▶ REQUIRED ACTION: Copy each row below that contains the string "positive", matching case exactly.
THE RECORDS section start
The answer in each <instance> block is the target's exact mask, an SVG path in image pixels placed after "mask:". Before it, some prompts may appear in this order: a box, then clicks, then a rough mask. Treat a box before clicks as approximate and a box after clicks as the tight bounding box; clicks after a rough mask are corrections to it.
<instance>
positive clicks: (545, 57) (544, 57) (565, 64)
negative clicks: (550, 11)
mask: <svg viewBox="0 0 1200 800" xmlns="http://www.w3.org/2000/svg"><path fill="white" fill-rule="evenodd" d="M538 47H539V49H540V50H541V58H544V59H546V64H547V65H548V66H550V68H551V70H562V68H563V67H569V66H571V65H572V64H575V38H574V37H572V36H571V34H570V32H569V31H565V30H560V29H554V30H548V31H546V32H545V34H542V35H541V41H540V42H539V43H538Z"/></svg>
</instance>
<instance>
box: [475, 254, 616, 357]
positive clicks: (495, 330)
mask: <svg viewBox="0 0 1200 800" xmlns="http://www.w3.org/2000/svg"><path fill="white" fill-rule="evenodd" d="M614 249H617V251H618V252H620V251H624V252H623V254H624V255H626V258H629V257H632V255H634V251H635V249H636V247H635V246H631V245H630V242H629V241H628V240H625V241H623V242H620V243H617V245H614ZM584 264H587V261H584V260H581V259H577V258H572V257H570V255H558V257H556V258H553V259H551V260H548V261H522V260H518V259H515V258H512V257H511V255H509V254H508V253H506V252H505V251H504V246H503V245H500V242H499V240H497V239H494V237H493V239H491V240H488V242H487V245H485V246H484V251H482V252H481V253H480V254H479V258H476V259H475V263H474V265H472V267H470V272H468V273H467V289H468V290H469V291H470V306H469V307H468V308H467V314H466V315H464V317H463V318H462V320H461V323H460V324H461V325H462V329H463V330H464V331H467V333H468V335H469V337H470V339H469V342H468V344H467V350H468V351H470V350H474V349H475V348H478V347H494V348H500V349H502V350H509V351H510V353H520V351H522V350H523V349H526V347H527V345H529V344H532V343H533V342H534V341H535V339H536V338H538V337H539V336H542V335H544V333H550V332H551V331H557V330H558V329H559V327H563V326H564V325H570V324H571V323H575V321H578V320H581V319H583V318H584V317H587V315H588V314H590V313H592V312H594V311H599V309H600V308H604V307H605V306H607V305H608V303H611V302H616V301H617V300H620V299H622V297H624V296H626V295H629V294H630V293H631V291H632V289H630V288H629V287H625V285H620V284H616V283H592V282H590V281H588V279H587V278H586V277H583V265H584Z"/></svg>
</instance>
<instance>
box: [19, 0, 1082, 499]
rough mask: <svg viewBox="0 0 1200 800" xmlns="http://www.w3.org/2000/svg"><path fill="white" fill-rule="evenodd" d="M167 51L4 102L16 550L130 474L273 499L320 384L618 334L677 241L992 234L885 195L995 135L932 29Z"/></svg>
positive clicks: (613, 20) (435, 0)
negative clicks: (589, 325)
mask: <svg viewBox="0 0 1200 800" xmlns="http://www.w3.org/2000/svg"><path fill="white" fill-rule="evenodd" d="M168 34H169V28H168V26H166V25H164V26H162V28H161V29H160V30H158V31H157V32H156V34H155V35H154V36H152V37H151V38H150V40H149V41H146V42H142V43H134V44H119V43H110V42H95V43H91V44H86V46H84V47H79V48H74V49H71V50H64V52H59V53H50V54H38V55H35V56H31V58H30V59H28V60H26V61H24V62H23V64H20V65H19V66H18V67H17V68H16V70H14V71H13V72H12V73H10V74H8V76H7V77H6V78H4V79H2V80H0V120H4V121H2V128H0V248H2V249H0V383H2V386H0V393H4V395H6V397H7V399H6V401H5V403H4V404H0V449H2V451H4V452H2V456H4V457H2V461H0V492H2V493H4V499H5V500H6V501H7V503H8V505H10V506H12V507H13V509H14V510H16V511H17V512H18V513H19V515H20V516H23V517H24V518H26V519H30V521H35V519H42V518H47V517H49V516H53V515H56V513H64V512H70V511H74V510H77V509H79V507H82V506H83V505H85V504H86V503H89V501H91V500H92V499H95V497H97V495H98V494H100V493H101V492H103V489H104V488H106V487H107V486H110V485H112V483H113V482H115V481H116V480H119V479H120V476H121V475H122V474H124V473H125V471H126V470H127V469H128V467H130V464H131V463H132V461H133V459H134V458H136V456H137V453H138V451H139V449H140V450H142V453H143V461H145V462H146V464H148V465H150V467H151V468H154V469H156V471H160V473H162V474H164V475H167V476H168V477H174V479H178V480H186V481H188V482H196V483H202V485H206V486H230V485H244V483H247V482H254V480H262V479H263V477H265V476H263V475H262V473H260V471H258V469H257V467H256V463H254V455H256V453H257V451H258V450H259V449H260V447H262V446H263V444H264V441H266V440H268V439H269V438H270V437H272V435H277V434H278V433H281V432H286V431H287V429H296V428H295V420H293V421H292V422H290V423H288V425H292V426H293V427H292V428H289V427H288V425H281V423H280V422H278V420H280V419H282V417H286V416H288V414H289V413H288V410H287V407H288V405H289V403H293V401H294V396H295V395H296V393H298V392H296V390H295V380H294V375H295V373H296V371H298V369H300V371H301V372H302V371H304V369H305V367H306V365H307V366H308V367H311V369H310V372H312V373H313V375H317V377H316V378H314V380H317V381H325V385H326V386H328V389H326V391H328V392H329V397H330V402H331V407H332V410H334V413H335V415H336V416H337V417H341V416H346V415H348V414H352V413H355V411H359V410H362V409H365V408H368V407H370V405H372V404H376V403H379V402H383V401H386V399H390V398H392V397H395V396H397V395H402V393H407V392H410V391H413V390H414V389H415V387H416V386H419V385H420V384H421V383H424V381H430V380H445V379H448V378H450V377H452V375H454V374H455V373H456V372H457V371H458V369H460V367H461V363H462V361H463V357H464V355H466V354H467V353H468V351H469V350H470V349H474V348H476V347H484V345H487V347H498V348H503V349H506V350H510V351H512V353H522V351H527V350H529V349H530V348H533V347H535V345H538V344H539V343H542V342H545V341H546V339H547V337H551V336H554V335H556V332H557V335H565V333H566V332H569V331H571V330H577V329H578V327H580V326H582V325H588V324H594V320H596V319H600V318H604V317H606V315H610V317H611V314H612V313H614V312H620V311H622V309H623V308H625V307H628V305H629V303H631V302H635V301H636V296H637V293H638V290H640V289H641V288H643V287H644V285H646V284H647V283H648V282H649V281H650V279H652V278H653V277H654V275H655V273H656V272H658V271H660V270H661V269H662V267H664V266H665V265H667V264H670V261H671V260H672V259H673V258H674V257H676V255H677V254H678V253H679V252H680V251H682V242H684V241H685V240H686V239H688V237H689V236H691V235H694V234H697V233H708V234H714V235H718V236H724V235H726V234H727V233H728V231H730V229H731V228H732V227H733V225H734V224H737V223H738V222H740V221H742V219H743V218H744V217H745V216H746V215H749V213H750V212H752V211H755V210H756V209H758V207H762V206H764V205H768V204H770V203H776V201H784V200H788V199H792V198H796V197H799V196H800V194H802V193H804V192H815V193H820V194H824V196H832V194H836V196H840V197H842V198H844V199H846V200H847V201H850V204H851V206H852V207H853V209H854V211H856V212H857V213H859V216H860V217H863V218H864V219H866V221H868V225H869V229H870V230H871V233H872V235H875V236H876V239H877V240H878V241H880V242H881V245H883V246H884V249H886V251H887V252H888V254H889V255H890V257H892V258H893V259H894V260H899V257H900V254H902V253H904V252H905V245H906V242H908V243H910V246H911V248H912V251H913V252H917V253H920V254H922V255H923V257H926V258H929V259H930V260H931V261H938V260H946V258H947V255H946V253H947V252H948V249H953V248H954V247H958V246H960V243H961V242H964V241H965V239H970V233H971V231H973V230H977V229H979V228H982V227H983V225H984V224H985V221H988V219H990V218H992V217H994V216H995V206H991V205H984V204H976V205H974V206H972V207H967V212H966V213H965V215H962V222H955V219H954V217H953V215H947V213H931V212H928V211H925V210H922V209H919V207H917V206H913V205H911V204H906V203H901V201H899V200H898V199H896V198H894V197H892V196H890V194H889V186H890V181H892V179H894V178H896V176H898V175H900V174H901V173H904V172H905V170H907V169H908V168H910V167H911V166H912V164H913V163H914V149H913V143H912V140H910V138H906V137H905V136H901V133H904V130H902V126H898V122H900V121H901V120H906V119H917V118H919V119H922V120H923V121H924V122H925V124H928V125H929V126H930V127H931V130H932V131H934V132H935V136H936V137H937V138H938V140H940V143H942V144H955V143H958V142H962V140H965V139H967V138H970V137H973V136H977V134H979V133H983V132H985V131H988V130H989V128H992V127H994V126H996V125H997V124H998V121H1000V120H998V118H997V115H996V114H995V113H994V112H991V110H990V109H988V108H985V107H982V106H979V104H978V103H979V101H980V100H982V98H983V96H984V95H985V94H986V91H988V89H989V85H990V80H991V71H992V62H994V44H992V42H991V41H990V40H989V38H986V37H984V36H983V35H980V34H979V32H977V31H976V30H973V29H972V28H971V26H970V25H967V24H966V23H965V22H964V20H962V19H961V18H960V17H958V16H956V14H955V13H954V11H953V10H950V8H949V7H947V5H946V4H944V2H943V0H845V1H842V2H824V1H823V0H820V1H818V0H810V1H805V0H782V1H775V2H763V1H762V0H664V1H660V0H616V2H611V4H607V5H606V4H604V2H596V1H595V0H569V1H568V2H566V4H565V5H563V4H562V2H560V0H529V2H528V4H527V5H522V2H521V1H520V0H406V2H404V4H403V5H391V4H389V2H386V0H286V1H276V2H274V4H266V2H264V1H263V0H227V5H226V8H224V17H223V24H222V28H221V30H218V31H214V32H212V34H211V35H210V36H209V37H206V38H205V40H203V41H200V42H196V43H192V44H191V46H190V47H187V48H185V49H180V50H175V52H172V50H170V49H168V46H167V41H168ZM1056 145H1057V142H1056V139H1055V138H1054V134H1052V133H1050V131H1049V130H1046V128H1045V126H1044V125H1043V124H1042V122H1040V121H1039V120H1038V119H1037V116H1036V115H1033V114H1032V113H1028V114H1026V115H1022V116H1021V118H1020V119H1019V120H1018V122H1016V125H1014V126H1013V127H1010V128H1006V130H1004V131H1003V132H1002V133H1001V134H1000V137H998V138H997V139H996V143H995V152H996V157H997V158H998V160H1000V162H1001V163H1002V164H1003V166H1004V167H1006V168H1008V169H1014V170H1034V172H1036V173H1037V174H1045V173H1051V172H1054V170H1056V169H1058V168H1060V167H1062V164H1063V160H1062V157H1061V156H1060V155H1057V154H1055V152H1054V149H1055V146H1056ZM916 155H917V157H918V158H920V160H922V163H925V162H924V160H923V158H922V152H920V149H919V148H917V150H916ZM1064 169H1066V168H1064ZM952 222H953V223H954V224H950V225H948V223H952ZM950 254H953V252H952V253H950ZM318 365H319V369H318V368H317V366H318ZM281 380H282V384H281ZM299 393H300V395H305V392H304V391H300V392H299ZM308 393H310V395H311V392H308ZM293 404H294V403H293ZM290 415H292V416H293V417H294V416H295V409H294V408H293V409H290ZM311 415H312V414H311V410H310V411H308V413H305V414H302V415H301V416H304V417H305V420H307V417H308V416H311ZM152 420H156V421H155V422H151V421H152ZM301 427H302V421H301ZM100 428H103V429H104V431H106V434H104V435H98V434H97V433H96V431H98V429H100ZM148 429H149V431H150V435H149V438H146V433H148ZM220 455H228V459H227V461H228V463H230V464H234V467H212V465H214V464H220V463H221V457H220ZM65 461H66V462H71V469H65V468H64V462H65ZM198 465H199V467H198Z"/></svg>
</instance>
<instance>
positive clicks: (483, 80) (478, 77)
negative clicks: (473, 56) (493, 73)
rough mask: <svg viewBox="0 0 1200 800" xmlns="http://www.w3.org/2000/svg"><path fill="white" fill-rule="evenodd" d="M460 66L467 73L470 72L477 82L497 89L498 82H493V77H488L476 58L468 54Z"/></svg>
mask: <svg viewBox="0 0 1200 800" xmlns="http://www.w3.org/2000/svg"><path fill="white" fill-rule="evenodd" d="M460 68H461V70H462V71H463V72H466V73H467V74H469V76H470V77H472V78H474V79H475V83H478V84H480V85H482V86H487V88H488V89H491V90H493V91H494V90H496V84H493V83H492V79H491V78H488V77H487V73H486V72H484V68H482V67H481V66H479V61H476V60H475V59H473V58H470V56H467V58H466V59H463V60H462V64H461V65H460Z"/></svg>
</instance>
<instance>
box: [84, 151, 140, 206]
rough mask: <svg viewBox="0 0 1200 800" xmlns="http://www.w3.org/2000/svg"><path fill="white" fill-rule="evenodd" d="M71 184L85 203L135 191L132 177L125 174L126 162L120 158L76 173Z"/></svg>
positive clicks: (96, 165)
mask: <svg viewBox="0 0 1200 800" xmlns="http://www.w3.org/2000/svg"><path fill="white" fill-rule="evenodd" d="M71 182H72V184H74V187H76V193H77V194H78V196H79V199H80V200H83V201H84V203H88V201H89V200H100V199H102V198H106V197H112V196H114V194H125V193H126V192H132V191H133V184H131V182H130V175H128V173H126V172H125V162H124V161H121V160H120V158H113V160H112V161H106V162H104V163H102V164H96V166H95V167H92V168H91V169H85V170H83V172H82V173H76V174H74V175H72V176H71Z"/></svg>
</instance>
THE RECORDS section end
▶ OUTPUT FOR THIS TASK:
positive clicks: (545, 57) (544, 57) (565, 64)
positive clicks: (495, 330)
positive clicks: (613, 20) (435, 0)
positive clicks: (483, 80) (478, 77)
positive clicks: (96, 165)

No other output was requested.